▶ _SET EXERCISE 1_
Please gather every line of the listing below that contains the word "hair".

--- START PAGE ---

The “Number One Name” Call

“I think that this is the number one name. I think it’s a more important name than Nvidia right now,” he said, inverting the usual AI-trade hierarchy that has favored NVIDIA (NASDAQ:NVDA) for most of the cycle. He pointed to Intel’s pattern of resurrecting after deep drawdowns: “Intel, every time it’s counted out… Intel was down about 29 in the second half. And here they are once again.”

“There’s no source of funds here for Intel. There’s just people recognizing it. It’s now cooled its heels, and it’s coming back,” Cramer said, contrasting Intel buying with the rotation pressure on crowded mega-caps. He capped the segment with the phrase: “The CPU comeback is remarkable.”

What’s Driving The Fundamentals

The numbers behind Cramer’s CPU comeback thesis showed up in Q1 FY2026 results. Intel posted non-GAAP EPS of $0.29 on revenue of $13.58 billion, up 7.2% year over year. The Data Center and AI segment grew 22% to $5.05 billion, and Intel Foundry expanded 16% to $5.42 billion. CEO Lip-Bu Tan framed the strategic backdrop, saying: “The next wave of AI will bring intelligence closer to the end user, moving from foundational models to inference to agentic. This shift is significantly increasing the need for Intel’s CPUs and wafer and advanced packaging offerings.”

NVIDIA itself made a $5.0 billion equity investment in Intel common stock, SoftBank added $2.0 billion, and the U.S. Government acquired a significant stake alongside $8.9 billion in CHIPS Act funding. Intel Xeon 6 was also selected as the host CPU for NVIDIA’s DGX Rubin NVL8 systems, tying the two companies’ product roadmaps together.

--- END PAGE ---
--- START GIVEN DATA ---

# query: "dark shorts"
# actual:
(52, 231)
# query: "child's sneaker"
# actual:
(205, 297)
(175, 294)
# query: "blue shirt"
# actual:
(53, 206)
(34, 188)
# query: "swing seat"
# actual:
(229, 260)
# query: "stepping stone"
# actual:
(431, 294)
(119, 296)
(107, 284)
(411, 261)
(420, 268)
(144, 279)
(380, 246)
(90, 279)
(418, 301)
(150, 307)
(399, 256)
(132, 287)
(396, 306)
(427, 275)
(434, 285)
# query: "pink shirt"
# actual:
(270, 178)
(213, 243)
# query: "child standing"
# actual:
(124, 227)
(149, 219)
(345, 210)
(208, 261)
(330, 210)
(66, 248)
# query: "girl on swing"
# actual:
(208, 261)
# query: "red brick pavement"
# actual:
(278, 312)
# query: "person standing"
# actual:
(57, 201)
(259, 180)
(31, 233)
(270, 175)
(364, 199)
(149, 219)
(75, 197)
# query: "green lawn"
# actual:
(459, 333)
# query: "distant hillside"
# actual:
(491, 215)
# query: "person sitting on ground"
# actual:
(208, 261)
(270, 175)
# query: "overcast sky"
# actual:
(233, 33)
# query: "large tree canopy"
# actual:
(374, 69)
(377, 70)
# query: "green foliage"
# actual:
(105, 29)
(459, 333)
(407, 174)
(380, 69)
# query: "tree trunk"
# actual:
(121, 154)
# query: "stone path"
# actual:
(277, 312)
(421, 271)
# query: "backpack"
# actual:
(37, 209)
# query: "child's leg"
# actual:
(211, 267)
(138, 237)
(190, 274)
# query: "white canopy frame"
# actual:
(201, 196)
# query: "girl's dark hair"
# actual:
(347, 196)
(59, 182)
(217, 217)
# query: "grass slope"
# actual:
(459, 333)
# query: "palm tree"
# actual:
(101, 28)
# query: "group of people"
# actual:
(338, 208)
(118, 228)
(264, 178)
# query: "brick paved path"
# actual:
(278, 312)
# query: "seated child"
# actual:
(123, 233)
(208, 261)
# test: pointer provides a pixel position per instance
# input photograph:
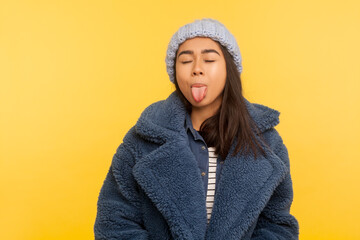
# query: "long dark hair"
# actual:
(232, 120)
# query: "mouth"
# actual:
(198, 91)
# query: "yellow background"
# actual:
(76, 75)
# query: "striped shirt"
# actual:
(211, 182)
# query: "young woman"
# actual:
(205, 163)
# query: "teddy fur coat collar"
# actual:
(170, 177)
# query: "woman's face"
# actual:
(201, 72)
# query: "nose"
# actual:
(197, 70)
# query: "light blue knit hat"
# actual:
(205, 27)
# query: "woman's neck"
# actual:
(199, 115)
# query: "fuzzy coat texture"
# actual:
(153, 189)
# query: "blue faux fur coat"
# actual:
(153, 189)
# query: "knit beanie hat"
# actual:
(205, 27)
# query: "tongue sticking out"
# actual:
(198, 93)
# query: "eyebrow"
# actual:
(203, 51)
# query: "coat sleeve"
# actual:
(275, 221)
(118, 207)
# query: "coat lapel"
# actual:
(170, 176)
(244, 188)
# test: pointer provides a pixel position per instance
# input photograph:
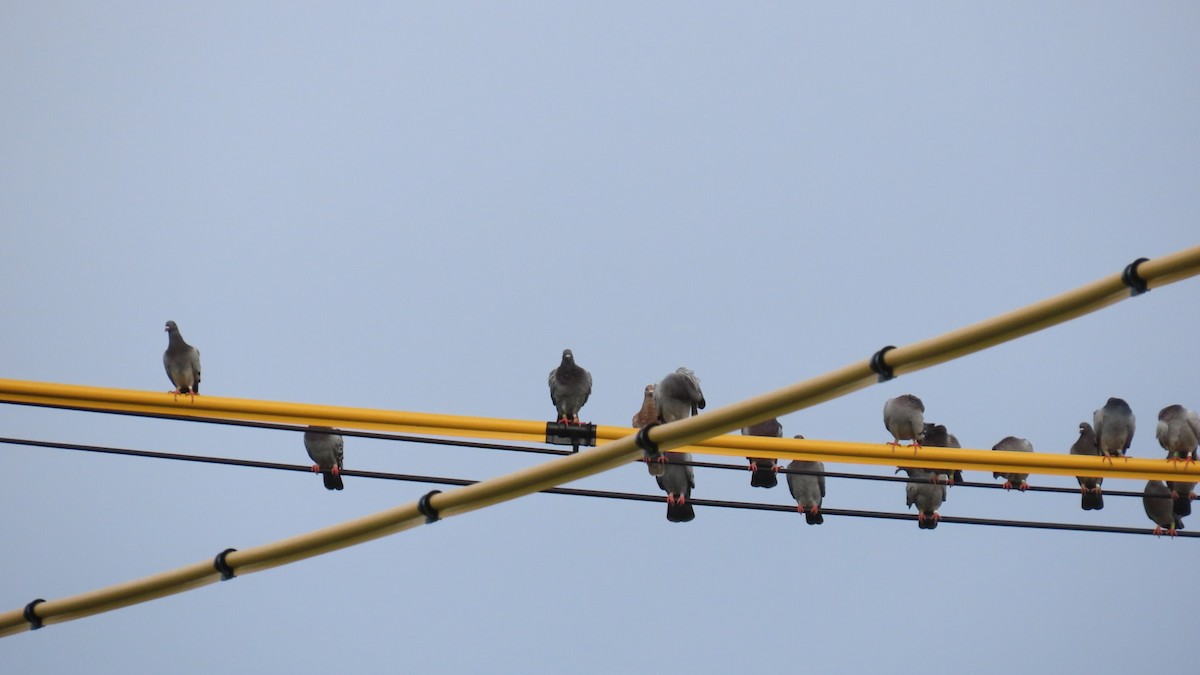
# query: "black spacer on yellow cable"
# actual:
(35, 621)
(221, 566)
(1133, 280)
(643, 440)
(426, 508)
(879, 366)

--- END GIVEN DATA ---

▶ _SET EXERCISE 2_
Set down the full Intel article from above, word for word.

▶ _RESULT 1_
# query: "girl's dark hair"
# query: "long dark hair"

▶ _RESULT 2_
The “Number One Name” Call

“I think that this is the number one name. I think it’s a more important name than Nvidia right now,” he said, inverting the usual AI-trade hierarchy that has favored NVIDIA (NASDAQ:NVDA) for most of the cycle. He pointed to Intel’s pattern of resurrecting after deep drawdowns: “Intel, every time it’s counted out… Intel was down about 29 in the second half. And here they are once again.”

“There’s no source of funds here for Intel. There’s just people recognizing it. It’s now cooled its heels, and it’s coming back,” Cramer said, contrasting Intel buying with the rotation pressure on crowded mega-caps. He capped the segment with the phrase: “The CPU comeback is remarkable.”

What’s Driving The Fundamentals

The numbers behind Cramer’s CPU comeback thesis showed up in Q1 FY2026 results. Intel posted non-GAAP EPS of $0.29 on revenue of $13.58 billion, up 7.2% year over year. The Data Center and AI segment grew 22% to $5.05 billion, and Intel Foundry expanded 16% to $5.42 billion. CEO Lip-Bu Tan framed the strategic backdrop, saying: “The next wave of AI will bring intelligence closer to the end user, moving from foundational models to inference to agentic. This shift is significantly increasing the need for Intel’s CPUs and wafer and advanced packaging offerings.”

NVIDIA itself made a $5.0 billion equity investment in Intel common stock, SoftBank added $2.0 billion, and the U.S. Government acquired a significant stake alongside $8.9 billion in CHIPS Act funding. Intel Xeon 6 was also selected as the host CPU for NVIDIA’s DGX Rubin NVL8 systems, tying the two companies’ product roadmaps together.